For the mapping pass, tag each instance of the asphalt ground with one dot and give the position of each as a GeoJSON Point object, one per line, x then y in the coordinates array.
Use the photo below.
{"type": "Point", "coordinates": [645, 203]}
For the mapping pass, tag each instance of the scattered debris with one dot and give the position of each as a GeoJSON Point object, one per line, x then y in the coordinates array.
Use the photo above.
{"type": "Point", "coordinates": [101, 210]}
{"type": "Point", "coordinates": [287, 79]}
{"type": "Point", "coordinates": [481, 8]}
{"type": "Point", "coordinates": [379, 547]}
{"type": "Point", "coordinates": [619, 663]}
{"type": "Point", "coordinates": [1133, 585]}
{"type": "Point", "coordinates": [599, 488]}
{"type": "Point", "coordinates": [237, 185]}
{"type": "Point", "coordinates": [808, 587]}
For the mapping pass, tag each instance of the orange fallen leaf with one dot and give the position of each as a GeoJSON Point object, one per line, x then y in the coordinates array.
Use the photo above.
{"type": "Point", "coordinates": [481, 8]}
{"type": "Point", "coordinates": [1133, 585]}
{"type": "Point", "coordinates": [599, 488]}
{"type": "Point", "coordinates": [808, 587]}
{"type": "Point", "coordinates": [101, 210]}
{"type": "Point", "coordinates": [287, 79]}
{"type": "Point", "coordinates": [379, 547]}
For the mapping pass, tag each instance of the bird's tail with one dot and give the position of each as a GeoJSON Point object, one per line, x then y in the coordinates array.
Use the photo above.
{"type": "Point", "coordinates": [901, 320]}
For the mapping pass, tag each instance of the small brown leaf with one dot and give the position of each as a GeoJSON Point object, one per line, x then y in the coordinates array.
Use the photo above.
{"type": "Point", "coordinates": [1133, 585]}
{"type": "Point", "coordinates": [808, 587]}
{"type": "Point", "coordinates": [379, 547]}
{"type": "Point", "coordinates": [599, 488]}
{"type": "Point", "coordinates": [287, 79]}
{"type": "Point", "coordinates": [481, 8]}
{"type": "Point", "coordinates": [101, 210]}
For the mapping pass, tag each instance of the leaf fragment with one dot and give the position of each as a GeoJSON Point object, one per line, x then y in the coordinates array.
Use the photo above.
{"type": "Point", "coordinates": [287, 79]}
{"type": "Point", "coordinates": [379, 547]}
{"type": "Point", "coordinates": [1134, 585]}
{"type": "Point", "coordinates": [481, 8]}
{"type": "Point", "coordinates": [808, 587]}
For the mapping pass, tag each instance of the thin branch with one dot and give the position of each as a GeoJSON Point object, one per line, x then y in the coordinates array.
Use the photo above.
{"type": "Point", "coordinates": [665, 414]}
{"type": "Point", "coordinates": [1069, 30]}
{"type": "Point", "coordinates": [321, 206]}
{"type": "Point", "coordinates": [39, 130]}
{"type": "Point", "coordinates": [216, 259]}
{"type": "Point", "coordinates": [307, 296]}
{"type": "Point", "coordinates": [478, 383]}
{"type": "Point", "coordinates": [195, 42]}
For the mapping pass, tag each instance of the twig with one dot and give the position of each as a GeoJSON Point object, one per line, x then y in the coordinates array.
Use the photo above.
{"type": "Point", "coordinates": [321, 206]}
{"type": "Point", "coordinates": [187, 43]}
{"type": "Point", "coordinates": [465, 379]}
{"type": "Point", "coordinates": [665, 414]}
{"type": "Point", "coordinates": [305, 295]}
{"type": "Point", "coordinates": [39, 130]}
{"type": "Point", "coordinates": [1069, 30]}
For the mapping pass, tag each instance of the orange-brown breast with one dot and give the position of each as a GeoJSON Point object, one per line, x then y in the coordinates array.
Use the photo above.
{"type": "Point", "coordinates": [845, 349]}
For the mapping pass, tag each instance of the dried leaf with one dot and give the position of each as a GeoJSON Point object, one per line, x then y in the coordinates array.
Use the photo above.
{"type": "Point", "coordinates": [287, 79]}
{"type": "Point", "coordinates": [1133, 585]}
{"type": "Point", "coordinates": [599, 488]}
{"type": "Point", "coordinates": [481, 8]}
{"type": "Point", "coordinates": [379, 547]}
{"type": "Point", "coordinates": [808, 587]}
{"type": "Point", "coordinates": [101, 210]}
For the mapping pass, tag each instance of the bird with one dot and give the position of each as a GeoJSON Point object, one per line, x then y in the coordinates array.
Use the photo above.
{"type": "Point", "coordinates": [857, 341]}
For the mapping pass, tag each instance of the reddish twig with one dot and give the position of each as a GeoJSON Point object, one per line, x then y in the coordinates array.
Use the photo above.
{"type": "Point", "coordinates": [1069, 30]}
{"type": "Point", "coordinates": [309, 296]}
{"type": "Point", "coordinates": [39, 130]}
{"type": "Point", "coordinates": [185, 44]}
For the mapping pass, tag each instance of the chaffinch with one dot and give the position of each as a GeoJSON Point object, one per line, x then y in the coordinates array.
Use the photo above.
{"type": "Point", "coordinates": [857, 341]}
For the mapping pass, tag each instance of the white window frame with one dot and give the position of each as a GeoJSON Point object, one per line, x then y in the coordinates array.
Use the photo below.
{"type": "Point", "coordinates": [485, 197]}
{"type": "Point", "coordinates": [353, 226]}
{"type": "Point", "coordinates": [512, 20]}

++++++

_YOUR OBJECTIVE:_
Copy out every line from the records that has the word "orange".

_TASK RESULT:_
For the mapping pass, tag each instance of the orange fallen leaf with one dot and give the position of each as a GeoJSON Point object, one per line, x then y in the coordinates array.
For the mapping pass, tag each instance of the orange-brown breast with one dot and give the position of each as a GeoJSON Point object, one per line, x then y in the coordinates array.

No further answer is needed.